start Listing
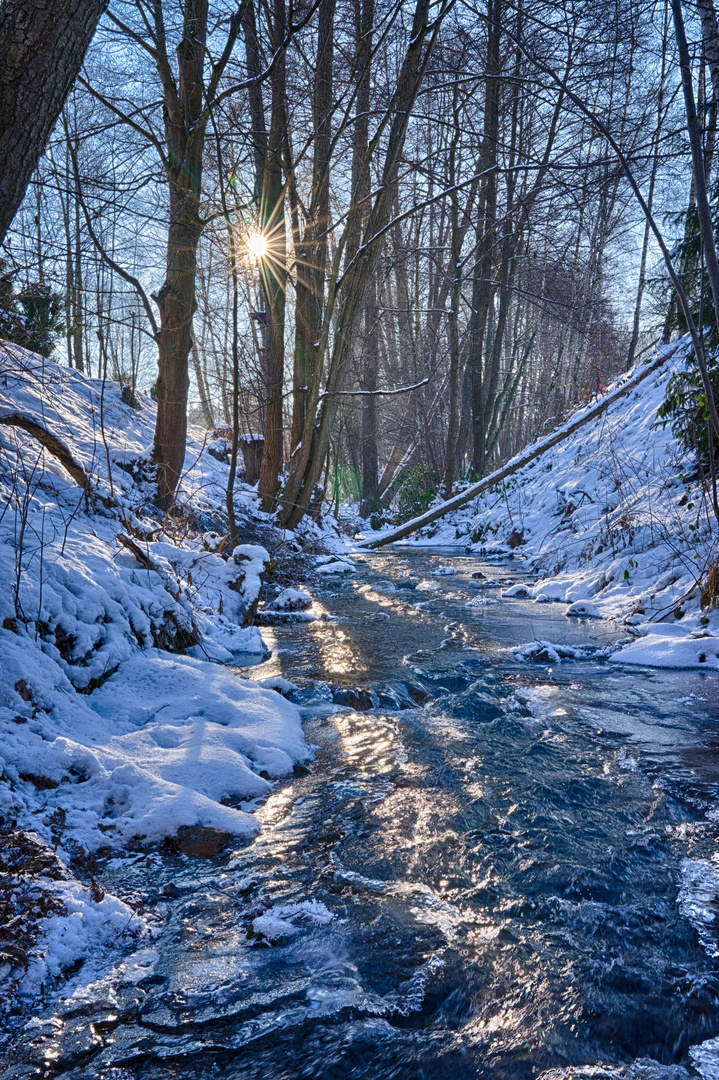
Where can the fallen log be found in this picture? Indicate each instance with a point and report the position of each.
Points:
(524, 458)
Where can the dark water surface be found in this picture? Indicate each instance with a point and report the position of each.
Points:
(514, 875)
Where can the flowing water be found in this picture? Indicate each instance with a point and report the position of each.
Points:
(491, 867)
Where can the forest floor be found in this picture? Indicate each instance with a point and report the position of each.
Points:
(120, 726)
(124, 732)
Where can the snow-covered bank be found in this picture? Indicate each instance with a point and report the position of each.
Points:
(118, 726)
(615, 524)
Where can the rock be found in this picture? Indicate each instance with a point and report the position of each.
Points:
(200, 840)
(360, 700)
(583, 609)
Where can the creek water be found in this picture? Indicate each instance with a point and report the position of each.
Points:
(491, 867)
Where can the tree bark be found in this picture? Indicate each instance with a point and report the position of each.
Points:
(273, 270)
(43, 45)
(309, 459)
(520, 460)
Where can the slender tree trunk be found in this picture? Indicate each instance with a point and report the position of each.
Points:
(483, 285)
(273, 271)
(369, 502)
(43, 45)
(176, 302)
(308, 460)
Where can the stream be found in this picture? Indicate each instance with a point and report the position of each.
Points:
(489, 868)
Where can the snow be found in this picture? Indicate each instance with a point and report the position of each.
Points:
(281, 922)
(336, 566)
(614, 524)
(118, 721)
(292, 599)
(583, 609)
(87, 927)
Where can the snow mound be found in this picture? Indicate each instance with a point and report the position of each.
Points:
(281, 922)
(292, 599)
(114, 725)
(673, 647)
(518, 592)
(614, 522)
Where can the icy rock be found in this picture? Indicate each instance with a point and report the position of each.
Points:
(583, 609)
(290, 599)
(273, 928)
(337, 566)
(198, 840)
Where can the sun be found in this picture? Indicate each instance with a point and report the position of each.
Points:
(257, 245)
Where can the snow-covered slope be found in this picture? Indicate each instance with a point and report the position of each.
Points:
(614, 523)
(116, 725)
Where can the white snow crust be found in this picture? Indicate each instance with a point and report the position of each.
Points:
(118, 725)
(614, 525)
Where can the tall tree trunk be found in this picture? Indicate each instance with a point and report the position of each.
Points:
(452, 318)
(43, 45)
(308, 460)
(370, 502)
(274, 271)
(311, 265)
(176, 302)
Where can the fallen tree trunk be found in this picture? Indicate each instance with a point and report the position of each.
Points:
(520, 459)
(52, 444)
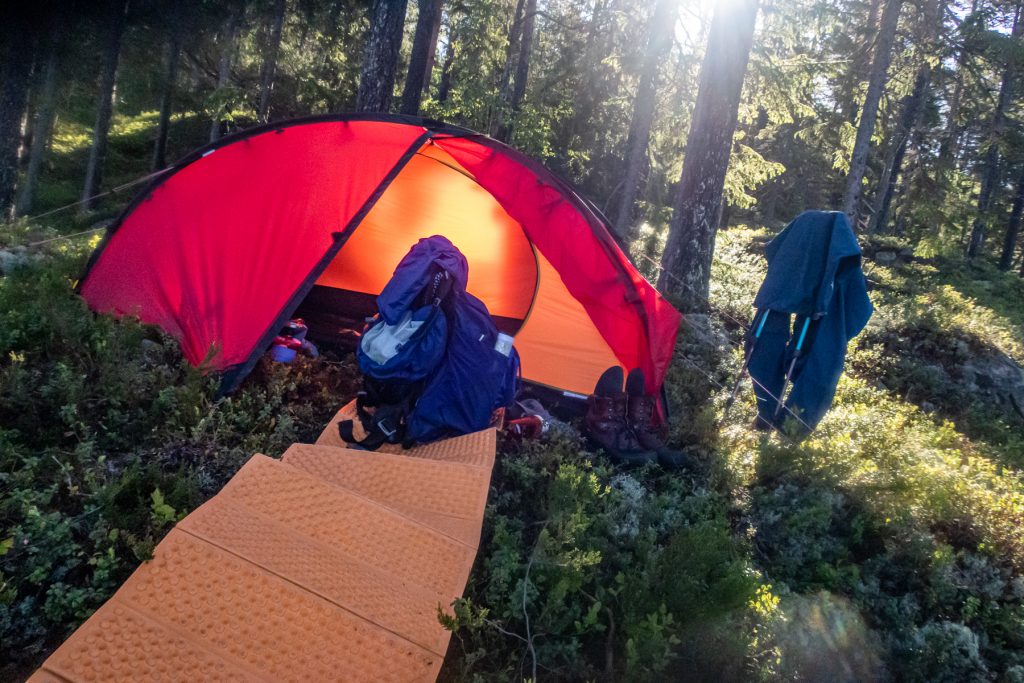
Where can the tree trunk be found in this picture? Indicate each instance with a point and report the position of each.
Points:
end Listing
**The request**. The records above are to be restated exactly, without their pictures.

**Written answer**.
Where can the fallen log be found in this picture? Indicate each instance with a point and report the position of each.
Points:
(524, 458)
Where can the dark water surface be found in this picture? Indicate each instance with a point and report the position of each.
Points:
(514, 875)
Where can the flowing water be found in this picture? Indicate each instance with a point and report the position of each.
Points:
(491, 867)
Where can the forest floor be found in this picture? Indicate each instance with a point and report the position of each.
Points:
(120, 726)
(124, 732)
Where can the snow-covered bank be found in this picture? Indicate each instance with a point and report the position of each.
Points:
(118, 726)
(615, 524)
Where can the rock be found in this picture? Indicate each instance with a point and report the position of each.
Points:
(200, 840)
(360, 700)
(583, 609)
Where can the creek water be found in this picture? Indicate each instance with a point and report the position of each.
Points:
(491, 867)
Where can the tree bark be found in this picture? Indicate each instance with a point and report the position of each.
Points:
(273, 270)
(43, 45)
(309, 459)
(520, 460)
Where can the slender tree trunk be found in this picture? Indicate each instance with a point and report the position of each.
Points:
(483, 285)
(273, 271)
(369, 502)
(43, 45)
(176, 302)
(308, 460)
Where can the stream be found in this picture? Indicate each instance with a point and report the position of each.
Points:
(489, 868)
Where can the snow be found in this picture? Indicate each instance with a point and report the position of each.
Points:
(281, 922)
(336, 566)
(614, 524)
(118, 721)
(292, 599)
(583, 609)
(87, 927)
Where can the snow mound be found in this picture? Indicate each instance with a point and report the position of each.
Points:
(281, 922)
(292, 599)
(114, 725)
(673, 647)
(518, 592)
(614, 522)
Where can the icy rock be found in this picture? Indicate each instance with a point and report the position of each.
Points:
(583, 609)
(290, 599)
(273, 928)
(337, 566)
(198, 840)
Where can the sun be found in this picture? Indicate each instance with a point and report the position of each.
Points:
(257, 245)
Where can the snow-covered slope be found in this picture? Indicate each instance with a point and report the position of each.
Points:
(614, 523)
(116, 725)
Where can the white snow crust be found in this picture? Indicate each instance with a point and report the position of each.
Points:
(118, 725)
(614, 525)
Where can the tall tree trunk be found in this picture? Indicate each instance with a point and report the position of each.
Points:
(452, 318)
(43, 45)
(308, 460)
(370, 502)
(274, 271)
(311, 265)
(176, 302)
Where can the fallen tree trunk be found in this picture? Indicate each instance with a point and report the position of each.
Points:
(520, 459)
(52, 444)
Where can the tree trunk be found in this picture? Indicate each instance with a point and report the position of each.
Points:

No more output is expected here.